• **Activity**:
Reproduce the post about waiting from "I've been desperate" to "to expire.  WOW!!", swapping "scratch off ticket" for "lottery ticket".

• **Given text**:
☆ ☆ ☆ ☆

I've been desperate a time or two in my life and in my desperation I've made some rash decisions that led to even more despair.

Sometimes when you wait and wait and wait and wait and wait some more, you can find yourself getting desperate. Which is NOT GOOD!!

I just read an article on Yahoo News about two brothers who won 5 million dollars on a scratch off ticket in 2006.  They  waited 5 years to cash it in.... WHY???  Because they wanted to make plans. They were patient and for 5 years they planned their lives. One man was getting married and wanted to make sure that the money would not change his relationship with his fiancee, so he didn't tell her.  They both waited and waited and waited.  The article stated that they cashed the ticket in 11 days before it was to expire.  WOW!!

I'm in a period of waiting right now and I DON"T want to get desperate.  Desperate people do desperate things which often end up being the wrong thing to do.

I'm waiting to get out of debt, I'm waiting to move to a better place, I'm waiting to make more money, I'm waiting for a husband.....I'm in a holding pattern and I'm waiting, but I don't want to panic and get desperate.

I'm reminded of Saul in 1 Samuel 13. Saul was told by Samuel to wait 7 days and he would come to offer the burnt offering. The 7th day came and Samuel didn't show up.  So Saul took it upon himself to offer the sacrifice.  Right after he offered it, Samuel came and rebuked him.  That started the descent of Saul as king. He was not patient. Yes, the 7 days were up, but not over. Samuel gave him explicit instructions to wait. Just wait. Saul became desperate when he saw the people began to desert him. I'm sure the people were mumbling and groaning and maybe even being unruly, but his instructions were simple. Wait. 

Desperation made him do what he wasn't supposed to do!! 

I don't want to make that mistake.

Especially when it comes to marriage!!

I've been thinking about marriage lately.  A LOT!!  And I even prayed that God send me the right man. I even set a date (not officially) for when I want to be married. So, I'm expecting to meet someone soon, but I don't want it to be the WRONG someone.

So, I will wait....I don't care what man comes to me, if he is not right, I'm not going to get impatient and desperate.

☆ ☆ ☆ ☆

[Point-per-instance localization data]

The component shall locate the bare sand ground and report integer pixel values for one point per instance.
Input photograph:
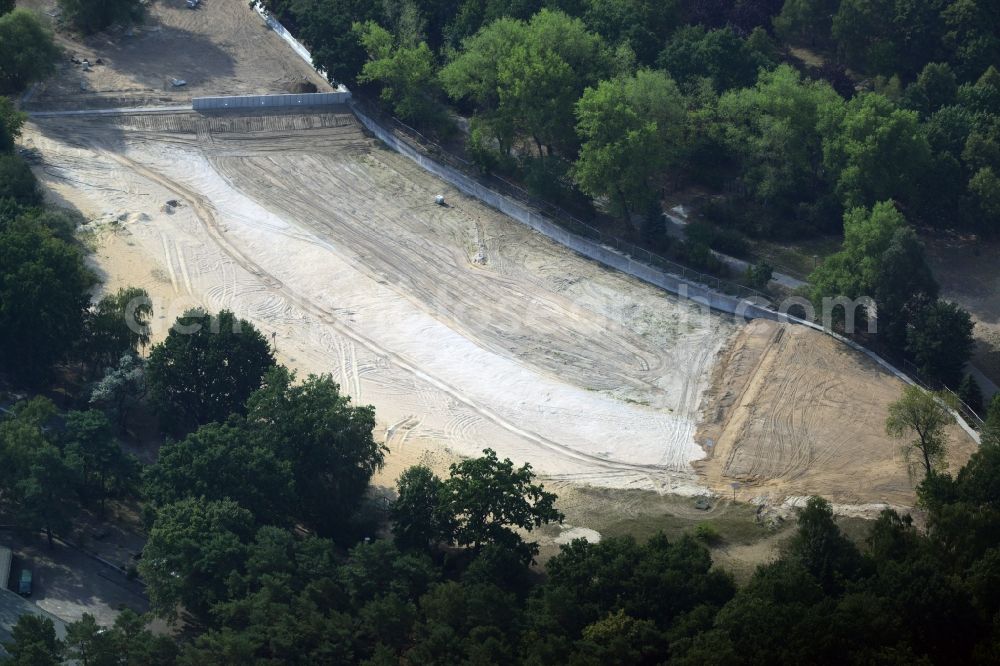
(221, 48)
(792, 412)
(463, 328)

☆ ☆ ☆ ☆

• **Solution for this task**:
I've been desperate a time or two in my life and in my desperation I've made some rash decisions that led to even more despair.

Sometimes when you wait and wait and wait and wait and wait some more, you can find yourself getting desperate. Which is NOT GOOD!!

I just read an article on Yahoo News about two brothers who won 5 million dollars on a lottery ticket in 2006.  They  waited 5 years to cash it in.... WHY???  Because they wanted to make plans. They were patient and for 5 years they planned their lives. One man was getting married and wanted to make sure that the money would not change his relationship with his fiancee, so he didn't tell her.  They both waited and waited and waited.  The article stated that they cashed the ticket in 11 days before it was to expire.  WOW!!